-- EXERCISE TASK --
Transcribe verbatim every line from the line containing "Could you identify the white neck" to the end of the entries, including both endpoints. Output nothing beyond those lines.

-- RECORDS FOR PROCESSING --
---------------

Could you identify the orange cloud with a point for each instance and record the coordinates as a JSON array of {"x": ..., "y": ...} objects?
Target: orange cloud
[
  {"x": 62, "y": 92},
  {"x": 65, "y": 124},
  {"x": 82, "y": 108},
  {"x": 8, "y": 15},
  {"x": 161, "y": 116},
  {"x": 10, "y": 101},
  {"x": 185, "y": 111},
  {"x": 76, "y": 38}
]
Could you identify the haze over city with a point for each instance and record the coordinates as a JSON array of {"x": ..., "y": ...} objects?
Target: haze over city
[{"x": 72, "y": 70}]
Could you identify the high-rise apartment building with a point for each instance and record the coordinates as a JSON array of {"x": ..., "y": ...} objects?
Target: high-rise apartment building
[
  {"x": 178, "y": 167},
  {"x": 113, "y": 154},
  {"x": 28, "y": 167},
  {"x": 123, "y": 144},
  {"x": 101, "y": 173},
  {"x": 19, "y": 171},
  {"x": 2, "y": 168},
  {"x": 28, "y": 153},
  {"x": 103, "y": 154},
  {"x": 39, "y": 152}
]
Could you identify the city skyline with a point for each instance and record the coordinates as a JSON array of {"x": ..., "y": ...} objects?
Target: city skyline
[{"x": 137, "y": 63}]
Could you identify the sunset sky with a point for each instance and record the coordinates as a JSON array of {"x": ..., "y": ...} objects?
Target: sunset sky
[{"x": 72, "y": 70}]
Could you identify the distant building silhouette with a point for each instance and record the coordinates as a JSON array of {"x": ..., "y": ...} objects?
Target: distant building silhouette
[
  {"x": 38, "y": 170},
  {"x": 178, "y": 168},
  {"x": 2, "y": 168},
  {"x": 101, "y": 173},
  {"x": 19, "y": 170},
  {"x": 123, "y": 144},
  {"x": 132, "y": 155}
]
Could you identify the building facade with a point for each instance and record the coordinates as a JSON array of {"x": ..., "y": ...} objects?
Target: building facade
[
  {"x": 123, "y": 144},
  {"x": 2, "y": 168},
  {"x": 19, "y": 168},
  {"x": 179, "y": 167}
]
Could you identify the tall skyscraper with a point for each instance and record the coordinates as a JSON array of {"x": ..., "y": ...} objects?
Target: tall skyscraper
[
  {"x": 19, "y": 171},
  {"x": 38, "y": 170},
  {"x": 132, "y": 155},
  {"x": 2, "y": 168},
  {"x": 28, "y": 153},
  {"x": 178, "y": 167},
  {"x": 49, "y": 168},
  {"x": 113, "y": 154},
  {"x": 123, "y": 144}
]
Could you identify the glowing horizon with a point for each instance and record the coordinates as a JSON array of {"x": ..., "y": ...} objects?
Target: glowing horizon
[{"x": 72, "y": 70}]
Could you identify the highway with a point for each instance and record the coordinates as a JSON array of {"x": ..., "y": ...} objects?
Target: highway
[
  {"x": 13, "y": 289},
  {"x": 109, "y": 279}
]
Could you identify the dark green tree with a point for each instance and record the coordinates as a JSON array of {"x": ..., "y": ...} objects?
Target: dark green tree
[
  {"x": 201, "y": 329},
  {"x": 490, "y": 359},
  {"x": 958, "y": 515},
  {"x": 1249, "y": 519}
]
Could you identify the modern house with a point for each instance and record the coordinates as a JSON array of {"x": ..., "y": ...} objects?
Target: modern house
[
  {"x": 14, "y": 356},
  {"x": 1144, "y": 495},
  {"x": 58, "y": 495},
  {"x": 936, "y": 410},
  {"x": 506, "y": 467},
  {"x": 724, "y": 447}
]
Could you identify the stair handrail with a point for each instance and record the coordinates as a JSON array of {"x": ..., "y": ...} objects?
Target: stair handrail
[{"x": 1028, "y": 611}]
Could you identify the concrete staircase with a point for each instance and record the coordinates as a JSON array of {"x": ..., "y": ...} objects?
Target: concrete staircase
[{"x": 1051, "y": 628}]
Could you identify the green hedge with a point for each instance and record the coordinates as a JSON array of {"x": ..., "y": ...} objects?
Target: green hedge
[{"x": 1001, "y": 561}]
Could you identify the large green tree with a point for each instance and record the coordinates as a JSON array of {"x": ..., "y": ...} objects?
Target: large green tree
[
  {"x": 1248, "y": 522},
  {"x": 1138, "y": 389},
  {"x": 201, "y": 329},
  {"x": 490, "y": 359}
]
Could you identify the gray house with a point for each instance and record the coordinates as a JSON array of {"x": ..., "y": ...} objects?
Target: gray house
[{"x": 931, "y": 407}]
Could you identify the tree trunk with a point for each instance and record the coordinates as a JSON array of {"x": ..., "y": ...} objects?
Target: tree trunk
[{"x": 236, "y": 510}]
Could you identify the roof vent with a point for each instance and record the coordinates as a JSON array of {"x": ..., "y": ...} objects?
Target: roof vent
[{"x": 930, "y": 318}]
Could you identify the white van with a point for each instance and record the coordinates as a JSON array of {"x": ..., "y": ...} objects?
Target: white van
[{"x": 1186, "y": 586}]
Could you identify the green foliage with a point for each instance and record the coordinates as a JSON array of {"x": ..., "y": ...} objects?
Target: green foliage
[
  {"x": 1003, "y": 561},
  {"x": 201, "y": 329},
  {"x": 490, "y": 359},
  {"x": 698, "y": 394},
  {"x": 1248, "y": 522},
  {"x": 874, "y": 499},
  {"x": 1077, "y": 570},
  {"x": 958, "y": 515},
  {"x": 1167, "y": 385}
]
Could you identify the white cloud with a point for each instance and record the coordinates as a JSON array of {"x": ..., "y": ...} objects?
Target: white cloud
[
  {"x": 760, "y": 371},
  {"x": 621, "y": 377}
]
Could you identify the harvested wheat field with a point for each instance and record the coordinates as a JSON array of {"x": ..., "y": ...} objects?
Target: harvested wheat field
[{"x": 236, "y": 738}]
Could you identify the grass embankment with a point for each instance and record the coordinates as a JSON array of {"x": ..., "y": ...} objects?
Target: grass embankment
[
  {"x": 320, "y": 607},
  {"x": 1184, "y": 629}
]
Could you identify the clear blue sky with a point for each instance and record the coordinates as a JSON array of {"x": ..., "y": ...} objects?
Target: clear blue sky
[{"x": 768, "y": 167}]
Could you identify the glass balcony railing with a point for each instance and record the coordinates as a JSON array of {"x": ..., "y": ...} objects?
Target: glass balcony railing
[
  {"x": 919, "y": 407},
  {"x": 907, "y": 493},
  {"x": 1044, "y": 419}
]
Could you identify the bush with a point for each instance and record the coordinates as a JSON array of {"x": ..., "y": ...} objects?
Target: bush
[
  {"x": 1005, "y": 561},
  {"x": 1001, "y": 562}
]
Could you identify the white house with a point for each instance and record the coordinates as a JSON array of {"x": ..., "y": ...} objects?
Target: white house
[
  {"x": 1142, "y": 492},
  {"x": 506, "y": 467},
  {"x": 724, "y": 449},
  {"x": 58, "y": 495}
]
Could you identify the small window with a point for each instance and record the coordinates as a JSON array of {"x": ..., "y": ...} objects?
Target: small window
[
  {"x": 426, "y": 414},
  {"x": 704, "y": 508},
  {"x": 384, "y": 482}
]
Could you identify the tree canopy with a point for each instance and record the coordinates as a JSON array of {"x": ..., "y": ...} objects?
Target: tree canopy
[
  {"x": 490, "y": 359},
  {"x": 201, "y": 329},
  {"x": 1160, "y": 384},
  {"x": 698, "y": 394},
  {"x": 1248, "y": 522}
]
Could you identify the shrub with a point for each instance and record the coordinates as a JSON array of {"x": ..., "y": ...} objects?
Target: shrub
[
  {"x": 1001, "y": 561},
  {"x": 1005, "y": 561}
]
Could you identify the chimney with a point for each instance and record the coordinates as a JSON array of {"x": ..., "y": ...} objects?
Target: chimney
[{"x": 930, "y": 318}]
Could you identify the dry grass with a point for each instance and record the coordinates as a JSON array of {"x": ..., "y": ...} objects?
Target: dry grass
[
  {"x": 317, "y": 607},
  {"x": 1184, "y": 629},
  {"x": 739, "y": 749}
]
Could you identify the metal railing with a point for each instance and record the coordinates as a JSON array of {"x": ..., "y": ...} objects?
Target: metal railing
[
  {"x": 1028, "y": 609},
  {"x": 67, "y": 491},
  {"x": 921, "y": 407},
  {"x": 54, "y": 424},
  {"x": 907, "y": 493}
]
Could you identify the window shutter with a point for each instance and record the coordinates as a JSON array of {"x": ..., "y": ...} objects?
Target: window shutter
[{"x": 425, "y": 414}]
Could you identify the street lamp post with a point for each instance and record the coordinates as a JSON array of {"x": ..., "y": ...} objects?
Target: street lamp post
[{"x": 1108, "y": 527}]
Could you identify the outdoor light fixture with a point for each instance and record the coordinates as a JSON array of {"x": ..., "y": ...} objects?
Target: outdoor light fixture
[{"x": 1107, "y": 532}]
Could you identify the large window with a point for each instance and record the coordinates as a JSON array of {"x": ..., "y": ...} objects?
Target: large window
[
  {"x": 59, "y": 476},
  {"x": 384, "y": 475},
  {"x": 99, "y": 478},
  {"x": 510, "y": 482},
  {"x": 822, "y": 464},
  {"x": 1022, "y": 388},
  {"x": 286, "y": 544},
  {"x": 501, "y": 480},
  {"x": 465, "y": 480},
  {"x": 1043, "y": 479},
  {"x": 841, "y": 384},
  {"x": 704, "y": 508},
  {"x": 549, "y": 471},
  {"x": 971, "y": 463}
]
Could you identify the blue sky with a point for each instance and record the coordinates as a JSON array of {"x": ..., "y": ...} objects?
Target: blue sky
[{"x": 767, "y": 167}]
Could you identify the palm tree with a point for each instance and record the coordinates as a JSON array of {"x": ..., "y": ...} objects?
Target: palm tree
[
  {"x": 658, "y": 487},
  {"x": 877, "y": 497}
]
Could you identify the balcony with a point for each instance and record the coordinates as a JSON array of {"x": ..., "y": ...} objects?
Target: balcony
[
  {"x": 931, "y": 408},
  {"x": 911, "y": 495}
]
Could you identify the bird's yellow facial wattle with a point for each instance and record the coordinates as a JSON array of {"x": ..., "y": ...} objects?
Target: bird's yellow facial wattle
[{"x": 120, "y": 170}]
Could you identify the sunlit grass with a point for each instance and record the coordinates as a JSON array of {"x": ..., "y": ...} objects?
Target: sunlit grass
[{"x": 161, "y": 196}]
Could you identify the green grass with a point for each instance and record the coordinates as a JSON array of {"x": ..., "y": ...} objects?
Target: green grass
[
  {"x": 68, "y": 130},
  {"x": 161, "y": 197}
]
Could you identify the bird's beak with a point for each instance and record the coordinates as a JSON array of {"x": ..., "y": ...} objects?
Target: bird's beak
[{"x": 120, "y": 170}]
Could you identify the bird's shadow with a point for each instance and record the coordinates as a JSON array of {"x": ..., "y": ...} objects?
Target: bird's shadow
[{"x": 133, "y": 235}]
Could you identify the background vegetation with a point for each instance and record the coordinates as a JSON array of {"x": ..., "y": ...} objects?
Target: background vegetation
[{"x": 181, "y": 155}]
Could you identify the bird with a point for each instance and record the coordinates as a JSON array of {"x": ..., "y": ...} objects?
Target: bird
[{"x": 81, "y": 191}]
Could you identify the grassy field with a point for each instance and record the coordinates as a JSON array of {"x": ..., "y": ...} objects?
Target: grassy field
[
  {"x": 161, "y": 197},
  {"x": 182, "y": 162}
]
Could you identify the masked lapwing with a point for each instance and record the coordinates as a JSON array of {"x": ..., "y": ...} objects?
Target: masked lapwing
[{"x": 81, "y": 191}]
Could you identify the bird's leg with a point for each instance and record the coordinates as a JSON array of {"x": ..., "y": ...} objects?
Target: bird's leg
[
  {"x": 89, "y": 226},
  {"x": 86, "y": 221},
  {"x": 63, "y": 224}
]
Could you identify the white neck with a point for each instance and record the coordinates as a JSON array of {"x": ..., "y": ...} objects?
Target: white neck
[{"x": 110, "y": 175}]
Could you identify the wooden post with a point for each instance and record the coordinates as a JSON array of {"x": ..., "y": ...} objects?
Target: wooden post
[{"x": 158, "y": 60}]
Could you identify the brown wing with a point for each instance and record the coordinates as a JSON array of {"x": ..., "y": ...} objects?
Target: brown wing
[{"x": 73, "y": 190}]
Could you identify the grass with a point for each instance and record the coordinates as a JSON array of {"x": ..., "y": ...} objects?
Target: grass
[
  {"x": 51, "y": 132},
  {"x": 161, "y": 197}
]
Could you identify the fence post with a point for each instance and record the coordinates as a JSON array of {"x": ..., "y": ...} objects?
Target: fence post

---------------

-- FULL RESPONSE --
Could you identify the white neck with a point for each instance and record the coordinates as a JSON array of {"x": ..., "y": ...} objects?
Target: white neck
[{"x": 110, "y": 175}]
Could you identify the wooden post with a point for each instance and record the coordinates as a JSON array of {"x": ..., "y": ...} objects?
Target: wooden post
[{"x": 158, "y": 60}]
Could you identify the brown wing with a point for each instance and record the coordinates as a JSON array of {"x": ..., "y": ...} objects?
Target: brown wing
[{"x": 73, "y": 190}]
Could you identify the grass with a point for each instance and record the coordinates as a JSON array of {"x": ..., "y": ...} objects?
Target: grass
[
  {"x": 51, "y": 132},
  {"x": 161, "y": 197}
]
Could you identify the fence post with a point for each instance and record the coordinates as a JSON array of {"x": ..., "y": ...} objects?
Target: fence post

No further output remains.